__TEXT PROVIDED__:

☆ ☆ ☆ ☆

The six-month study, Harirū, Hongi and Hau in the Time of Covid-19, is giving voice to kaumātua experiences and recommendations on how older Māori will interpret regulations around personal distancing and gatherings now and in the future.
Marama, who is the principal investigator on the project, says the qualitative study is talking to ten kaumātua in Tai Tokerau and ten in Waikato, but there will be no face-to-face interaction. The research is considered essential for the future health of Māori so the usual processes for research have been expedited.
“We’re fast-tracking the technology so our researchers and the kaumātua have to use online technologies, iPads and phones. We’re talking to them about whether they have a computer or are in a bubble where another member of the family has a computer they can use.”
Marama says it’s hard to know if the impact of Covid-19 will affect tikanga in the future and that’s one of the issues they will be exploring.
“Will people still want to hongi? What I’ve learned talking to kaumātua is tikanga is a fluid thing and has to change to fit the times. So it will be interesting to see how, going forward, people will feel about the hongi and harirū.”
Professor Ngapare Hopa, a researcher on the project, says the pandemic is challenging the foundations of Māori well-being and cultural practice as we know it. “We are being forced to think about old practices and beliefs.”
Marama is also working with other researchers including project manager Dr Tia Dawes, and medical and policy experts such as aged-care expert Professor Ngaire Kerse and Dr Suzanne Woodward (Public Policy Institute). Marama says kaumātua already face health inequalities that stem from poor housing, health conditions and living in communities that lack resources. The concern is that Covid-19 will exacerbate those inequalities. History has shown pandemics hit Māori hard.
Iwi need to think harder about investing in affordable kaumātua villages and aged residential care for Māori.
“The end goal is to inform those with the power to make changes. We already know there are inequalities in the health system, but what can we do to assist kaumātua living in isolated remote areas, for example? How can we get them to hospital without having to rely on a family member ... a lot of kaumātua and kuia don’t drive or have cars.”
She says many don’t have the finances to go into retirement villages and that raises questions.
“Iwi need to think harder about investing in affordable kaumātua villages and aged residential care for Māori, rather than economically driven commercial property developments.

☆ ☆ ☆ ☆

(Dataset entries)
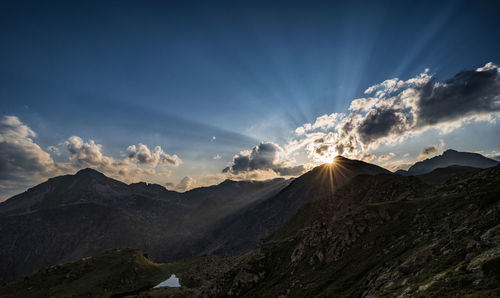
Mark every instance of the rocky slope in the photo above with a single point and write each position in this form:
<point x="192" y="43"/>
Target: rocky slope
<point x="74" y="216"/>
<point x="448" y="158"/>
<point x="112" y="273"/>
<point x="384" y="235"/>
<point x="375" y="236"/>
<point x="243" y="230"/>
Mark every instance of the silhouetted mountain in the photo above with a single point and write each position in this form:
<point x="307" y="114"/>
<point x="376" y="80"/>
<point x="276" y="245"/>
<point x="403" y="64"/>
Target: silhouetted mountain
<point x="375" y="236"/>
<point x="381" y="236"/>
<point x="242" y="231"/>
<point x="73" y="216"/>
<point x="448" y="158"/>
<point x="440" y="175"/>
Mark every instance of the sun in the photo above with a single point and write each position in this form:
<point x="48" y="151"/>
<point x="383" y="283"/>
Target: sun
<point x="327" y="156"/>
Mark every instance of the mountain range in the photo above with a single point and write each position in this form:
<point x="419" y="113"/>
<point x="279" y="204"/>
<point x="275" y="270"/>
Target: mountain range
<point x="348" y="228"/>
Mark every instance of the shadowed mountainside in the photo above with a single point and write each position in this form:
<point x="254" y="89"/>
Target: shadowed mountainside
<point x="242" y="231"/>
<point x="383" y="235"/>
<point x="449" y="158"/>
<point x="74" y="216"/>
<point x="376" y="236"/>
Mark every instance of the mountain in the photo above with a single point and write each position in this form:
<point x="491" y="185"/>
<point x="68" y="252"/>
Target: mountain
<point x="378" y="235"/>
<point x="440" y="175"/>
<point x="243" y="230"/>
<point x="448" y="158"/>
<point x="381" y="236"/>
<point x="74" y="216"/>
<point x="112" y="273"/>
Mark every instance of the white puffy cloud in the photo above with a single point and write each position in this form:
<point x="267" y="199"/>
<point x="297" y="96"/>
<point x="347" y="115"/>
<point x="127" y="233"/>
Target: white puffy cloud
<point x="264" y="160"/>
<point x="185" y="184"/>
<point x="22" y="161"/>
<point x="139" y="161"/>
<point x="399" y="109"/>
<point x="143" y="155"/>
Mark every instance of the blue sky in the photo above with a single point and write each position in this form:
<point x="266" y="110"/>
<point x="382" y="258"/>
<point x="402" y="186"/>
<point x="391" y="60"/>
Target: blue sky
<point x="177" y="73"/>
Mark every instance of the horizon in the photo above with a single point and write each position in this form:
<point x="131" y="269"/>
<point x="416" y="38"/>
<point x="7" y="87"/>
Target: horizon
<point x="247" y="180"/>
<point x="190" y="94"/>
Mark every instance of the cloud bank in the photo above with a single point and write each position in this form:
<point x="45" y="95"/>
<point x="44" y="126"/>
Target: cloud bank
<point x="397" y="109"/>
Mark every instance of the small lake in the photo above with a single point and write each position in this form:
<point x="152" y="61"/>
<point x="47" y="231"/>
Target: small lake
<point x="172" y="282"/>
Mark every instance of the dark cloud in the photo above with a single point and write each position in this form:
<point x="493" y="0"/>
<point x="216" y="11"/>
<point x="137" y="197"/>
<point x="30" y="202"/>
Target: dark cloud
<point x="467" y="93"/>
<point x="265" y="156"/>
<point x="381" y="123"/>
<point x="143" y="155"/>
<point x="404" y="108"/>
<point x="427" y="152"/>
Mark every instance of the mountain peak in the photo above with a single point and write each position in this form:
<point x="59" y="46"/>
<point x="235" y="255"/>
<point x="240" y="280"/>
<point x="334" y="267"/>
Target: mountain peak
<point x="89" y="172"/>
<point x="450" y="151"/>
<point x="451" y="157"/>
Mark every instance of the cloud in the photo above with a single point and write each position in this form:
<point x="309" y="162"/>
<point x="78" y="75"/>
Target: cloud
<point x="22" y="161"/>
<point x="143" y="155"/>
<point x="386" y="157"/>
<point x="265" y="158"/>
<point x="430" y="151"/>
<point x="140" y="159"/>
<point x="185" y="184"/>
<point x="427" y="152"/>
<point x="399" y="109"/>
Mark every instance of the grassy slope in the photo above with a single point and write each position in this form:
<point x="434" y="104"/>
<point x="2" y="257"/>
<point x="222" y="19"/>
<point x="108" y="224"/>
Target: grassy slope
<point x="422" y="250"/>
<point x="114" y="272"/>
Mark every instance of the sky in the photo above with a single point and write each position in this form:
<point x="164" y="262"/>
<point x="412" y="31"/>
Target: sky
<point x="189" y="93"/>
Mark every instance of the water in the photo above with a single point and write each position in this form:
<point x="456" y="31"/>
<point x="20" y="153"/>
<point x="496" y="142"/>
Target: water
<point x="172" y="282"/>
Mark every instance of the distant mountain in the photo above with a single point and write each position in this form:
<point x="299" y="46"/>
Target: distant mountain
<point x="73" y="216"/>
<point x="441" y="175"/>
<point x="242" y="231"/>
<point x="448" y="158"/>
<point x="375" y="236"/>
<point x="381" y="236"/>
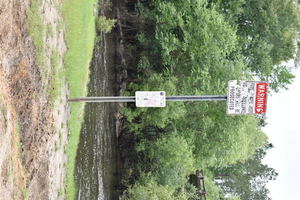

☆ ☆ ☆ ☆

__TASKS__:
(a) According to the article on kaumātua and Covid-19, how many kaumātua in Waikato is the study talking to?
(b) Please write the next part of the article on kaumātua and Covid-19, picking up after its final sentence.

__WRITTEN RESPONSES__:
(a) Ten.

(b)
“Maybe they can flip some of their thinking and invest in assets or resources that will actually uplift our most vulnerable people.”
She says it’s already been hard for marae, at the heart of many communities, as they’ve not been able to enjoy their traditional social engagement or provide services for older Māori.
The James Henare Māori Research Centre has ten projects running, many of which involve face-to-face contact, so researchers are having to incorporate contactless research.
“I’d just finished what we call noho wānanga with people from Ngātiwai and our research team stayed for two days in Tutukaka with 16 kaumātua. We stayed overnight to do focus groups.
“At that point, Covid-19 was a virus that was somewhere else. We did hongi, kihi and harirū there because at that time there was no official government policy or kōrero about Covid-19, it was just news happening overseas.
“We actually have interviews with people talking about what was happening over in Italy, and asking will it come here? They were thinking about it. We were lucky to gather that data at that time.”
She says now they might be able to incorporate some of that research into the new HRC study.
Covid-19 has thrown a spanner into the works for researchers needing to get into the field.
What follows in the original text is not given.